### [出典]
────────────────────
Alan Silva & the Celestrial Communication Orchestra 2009

なんとなく昨夜より早めに行こうと思ったのだけど、結局昨夜と同じ時間の大江戸線。かなり深い大江戸線。昨夜はエスカレーターを全部上ったのだけど、今夜はもいいやと言う気分で普通に乗った。だけどスーパーデラックスに着いたのは殆ど同じ・・・。



面子は昨夜と同じくSDLXからコピペ。カタカナの人名はアルファベットに変えるのも昨夜と一緒。

Alan Silva (conduction, synth)、田村夏樹 (trumpet)、辰巳光英 (trumpet)、古池寿浩 (trombone)、坂田明 (alto saxophone, clarinets)、梅津和時 (alto saxophone, clarinets)、川下直広 (tenor saxophone)、吉田隆一 (baritone saxophone)、太田恵資 (violin)、Jim O'Rourke (guitar)、谷川卓生 (guitar)、八木美知依 (20絃箏、17絃箏)、藤井郷子 (piano)、井野信義 (contrabass)、Todd Nicholson (contrabass)、小山彰太 (drums)、本田珠也 (drums)



面子的に昨夜との違いは、2人いるドラムの1人が本田に変わり、サックスの川嶋哲郎が川下に変わり、そして2人のチューバがはずれてヴァイオリンの太田が加わった。

すぐに気づくのは管楽器のアンサンブルが昨夜より揃った事。これは1回ライブをこなした事によって、Silvaがアンサンブルを指示するタイミングが予想できるようになったって事?



1stの方が賑々しく演奏が進んだと思う。初めてライブの音を聴いた川下。オレが初めて日本人のジャズのCDを買ったのは多分阿部薫の『Last Date』だったと思うのだけど、その次がFedayienの『First』だった(気がする)。坂田さんや梅津さんの音よりも先。だけどFedayienのライブには行けず、そうこうするうちにタイミングを逸し、今日まで。その川下が他のサックスに負けない存在感。なんか嬉しい。
────────────────────
### [資料抜粋]
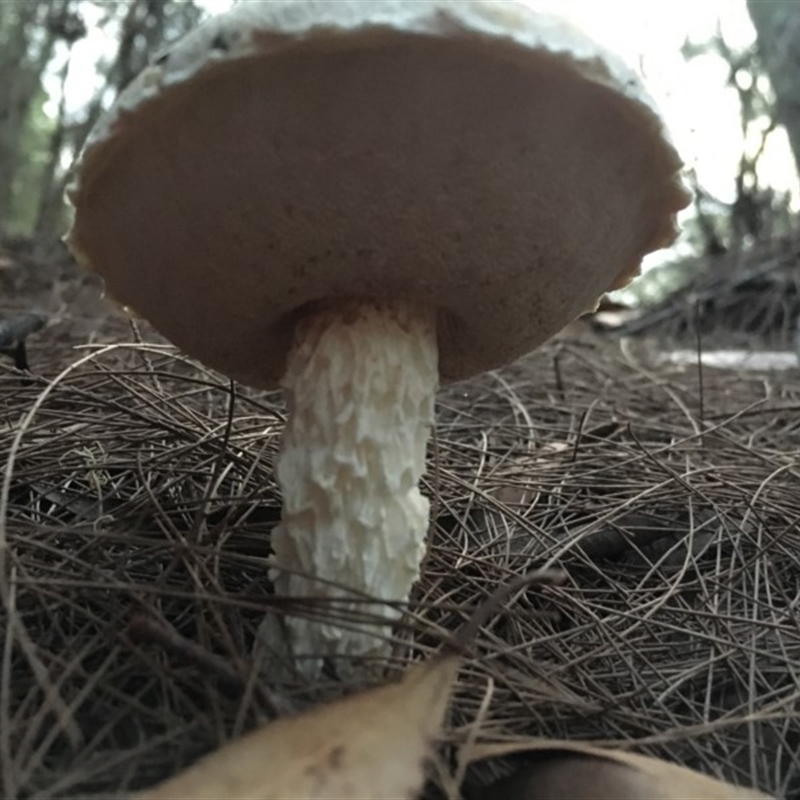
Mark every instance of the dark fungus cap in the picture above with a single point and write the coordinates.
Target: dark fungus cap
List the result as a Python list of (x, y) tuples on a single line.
────────────────────
### [指示 1]
Alan Silva公演の文章の要点を2文で述べてください。
### [指示 2]
Alan Silva公演の文章を、最後の文に続けて書き進めてください。

### [想定解答 1]
この夜の公演では、前夜からドラムの1人が本田珠也に、サックスの川嶋哲郎が川下直広に替わり、チューバ2人が外れてヴァイオリンの太田恵資が加わった。管楽器のアンサンブルは前夜より揃い、初めてライブで聴いた川下のサックスは他のサックスに負けない存在感があった。

### [想定解答 2]
前夜ほどは吹かない吉田は、フルートも吹いたりして色付けも貢献。

坂田さんは前夜に引き続き大きくフィーチャーされた。金切り声を上げ続けるアルト。今年も何度も聴いているけれど、また聴きたい。

梅津さんも多彩に色々。あの梅津さんの独特な斜めに構えて吹く姿って、目つきも含めてセクシーじゃないですか?

田村は昨夜よりも指を使ったソロ。こういう演奏の方が余裕を持ってやっている感じなのが不思議。

スピード感を殺した古池のソロは、派手さは無いのになんかツボだったりする。

そして辰巳は、2ndで大きな音で叙情的なソロ、それが今夜のハイライトの一つ。



ドラム&ベースの4人は他に比べると少々印象が薄い。というのも、ソロスペースでの主張というより、集団演奏部分での働きが大きかった印象。

Nicholsonは昨夜の演奏で「ジャズな人だな」と思わせるところがあったのだけど、今夜はあまりそういう印象はなかったし、井野さんも昨夜ほどのアルコな時間は無かった。ドラムの2人はベース以上に全体を見ていた感じで、そこに神経がいっていたと思う。大ベテランの小山さんは余裕な雰囲気もあったけれど、昨夜の山本と今夜の本田、ピットインで聴く時はもっと強い個性が聴ける。まあでも、リズム隊が目立たずともしっかり仕事することで、他のソリストが浮き上がってたし、集団即興なところの迫力はこの4人が作ってた。



谷川、昨夜はサイン波な音しか覚えていないのだけど、今夜はギターもそれなりに入ってきた。手元でエレクトロニクスを扱うからか、ギターはほとんどエフェクトしてなくて、単音でラインを弾くとジャジーな雰囲気。ジャズの人じゃないのにな。

O'Roukeの音も明らかに増えていて、あのアグレッシヴな音もいいのだけど、2ndの、どんどん静かに演奏を変えていくところがらしくて良い。熱気をコントロール

そのO'Rourkeに八木さんが音を絡めていく所、ここもハイライトの一つ。欲目を外す為に意図的に八木さんの音を追わないようにしていたのだけど、気になる音が入ってくるとそれが結局八木さんということが何度も。

藤井さんはあまり音を出していない感じだったのだけど、ドシャメシャに近いソロを決める場面が余裕。

昨夜はヴァイオリン自体が無かったので、太田の音は新鮮。アルコな音がするのでベースの2人を見るとそっちじゃなくて太田の音だったり。ヴァイオリンの持つ優雅な響きを特権の様に扱っていた。



Silvaは2ndで客席を弄ったりしながらコントロール。でもシンセを結構ガシガシ弾く場面もあって、やっぱ基本演奏者だよな、と。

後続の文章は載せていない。